• Esercizi da svolgere:
(A) Riporti fedelmente il brano su Stefan Zweig, a partire da "Zweig aveva chiamato" e fino a "agli Urali. Perché?" compreso.
(B) Trascriva senza alcuna modifica le voci, a partire dal loro inizio e fino alla riga che contiene "[227,0,715,394]", quest'ultima inclusa. Ometta le immagini dalla risposta.

• Brano di partenza:
────────

«La più intima missione cui per quarant’anni avevo dedicata ogni energia, la pacifica federazione dell’Europa, era andata in rovina; quello che io avevo temuto più che la mia stessa morte, la guerra di tutti contro tutti, era ormai scatenata».
Parole scritte allo scoppio della Seconda Guerra mondiale da uno scrittore che amo, Stefan Zweig, nel suo capolavoro del 1941 Il mondo di ieri: ricordi di un europeo. Pochi mesi dopo, nella notte tra il 22 e il 23 febbraio 1942, fu trovato morto a Petropolis, in Brasile, dove si era rifugiato. Viennese, apolide da quando Hitler aveva preso l’Austria, i suoi libri erano stati bruciati e lui perseguitato. Quella notte di 80 anni fa, marito e moglie si erano suicidati, anche se alcuni sostengono che «siano stati suicidati» dai nazisti.
Zweig aveva chiamato «Europa» la sua villa a Salisburgo, dove aveva scritto memorabili biografie e racconti di personaggi di tutte le nazioni europee (Balzac, Dostoevskij, Nietzsche, Freud…) proprio per cogliere il genio di ognuna: sognava un’Europa unita dai suoi fondatori spirituali. Nei Ricordi la narrazione si ferma simbolicamente il 1° settembre del 1939, giorno dell’invasione della Polonia da parte dei Tedeschi: era finito il sogno umanistico dell’Europa unita. Affido alle sue parole (la coincidenza del giorno della sua morte con l’invasione dell’Ucraina mi ha portato a farlo) il requiem per un’Europa che, unita apparentemente dalla moneta, è stata in questi anni incapace, per mancanza di cultura della pace, di respirare con i suoi due polmoni, occidente e oriente, dall’Atlantico agli Urali. Perché?
«Sono stato contemporaneo delle due più grandi guerre dell’umanità. Nel periodo prebellico ho conosciuto il grado e la forma più alta della libertà individuale, per vederla poi al più basso livello cui sia scesa da secoli; sono stato festeggiato e perseguitato, libero e legato, ricco e povero. Tutti i cavalli dell’Apocalisse hanno fatto irruzione nella mia vita, carestie e rivolte, inflazione e terrore, epidemie ed emigrazione; ho visto crescere e diffondersi sotto i miei occhi le grandi ideologie delle masse, il bolscevismo in Russia, il fascismo in Italia, il nazionalsocialismo in Germania, e anzitutto la peste peggiore, il nazionalismo che ha avvelenato la fioritura della nostra cultura europea».

────────

• Esempi di rilevamento:
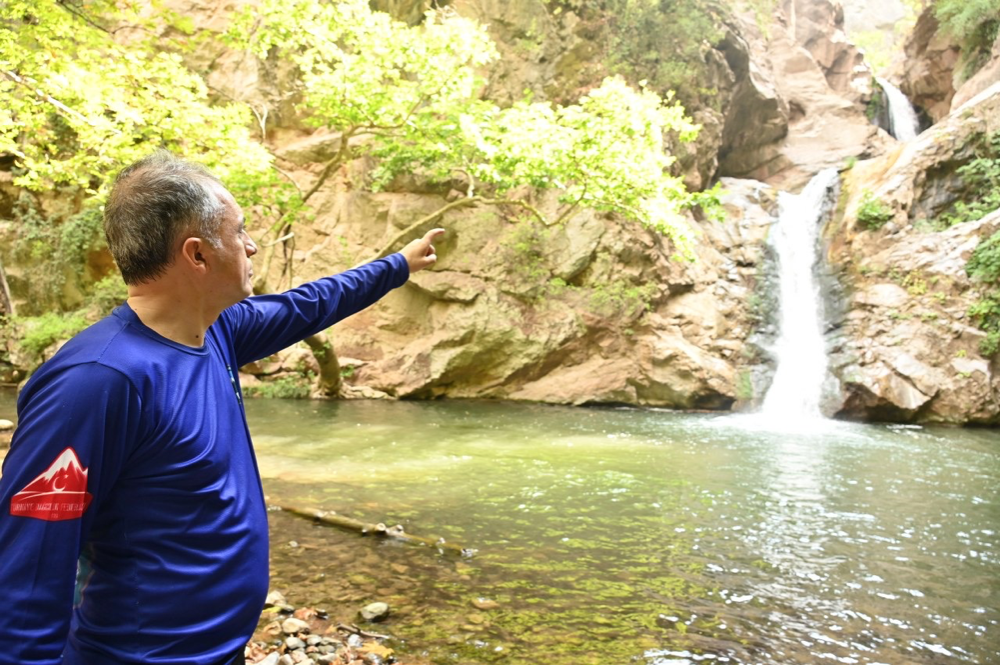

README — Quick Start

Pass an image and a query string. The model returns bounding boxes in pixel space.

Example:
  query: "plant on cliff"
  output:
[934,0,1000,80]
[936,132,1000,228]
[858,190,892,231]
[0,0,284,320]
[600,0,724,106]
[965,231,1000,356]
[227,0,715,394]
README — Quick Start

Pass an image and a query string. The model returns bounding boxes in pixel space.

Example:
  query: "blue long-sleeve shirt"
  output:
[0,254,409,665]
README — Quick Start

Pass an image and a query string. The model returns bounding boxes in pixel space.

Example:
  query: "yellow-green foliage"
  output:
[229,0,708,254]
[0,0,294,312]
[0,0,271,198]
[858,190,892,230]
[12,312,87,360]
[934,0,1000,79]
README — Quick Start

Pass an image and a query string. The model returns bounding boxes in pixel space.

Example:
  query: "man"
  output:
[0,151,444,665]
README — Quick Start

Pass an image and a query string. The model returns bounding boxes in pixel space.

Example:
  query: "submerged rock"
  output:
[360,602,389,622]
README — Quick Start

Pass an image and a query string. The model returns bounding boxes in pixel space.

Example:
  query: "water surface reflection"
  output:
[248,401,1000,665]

────────

• Soluzioni:
(A)
Zweig aveva chiamato «Europa» la sua villa a Salisburgo, dove aveva scritto memorabili biografie e racconti di personaggi di tutte le nazioni europee (Balzac, Dostoevskij, Nietzsche, Freud…) proprio per cogliere il genio di ognuna: sognava un’Europa unita dai suoi fondatori spirituali. Nei Ricordi la narrazione si ferma simbolicamente il 1° settembre del 1939, giorno dell’invasione della Polonia da parte dei Tedeschi: era finito il sogno umanistico dell’Europa unita. Affido alle sue parole (la coincidenza del giorno della sua morte con l’invasione dell’Ucraina mi ha portato a farlo) il requiem per un’Europa che, unita apparentemente dalla moneta, è stata in questi anni incapace, per mancanza di cultura della pace, di respirare con i suoi due polmoni, occidente e oriente, dall’Atlantico agli Urali. Perché?

(B)
README — Quick Start

Pass an image and a query string. The model returns bounding boxes in pixel space.

Example:
  query: "plant on cliff"
  output:
[934,0,1000,80]
[936,132,1000,228]
[858,190,892,231]
[0,0,284,320]
[600,0,724,106]
[965,231,1000,356]
[227,0,715,394]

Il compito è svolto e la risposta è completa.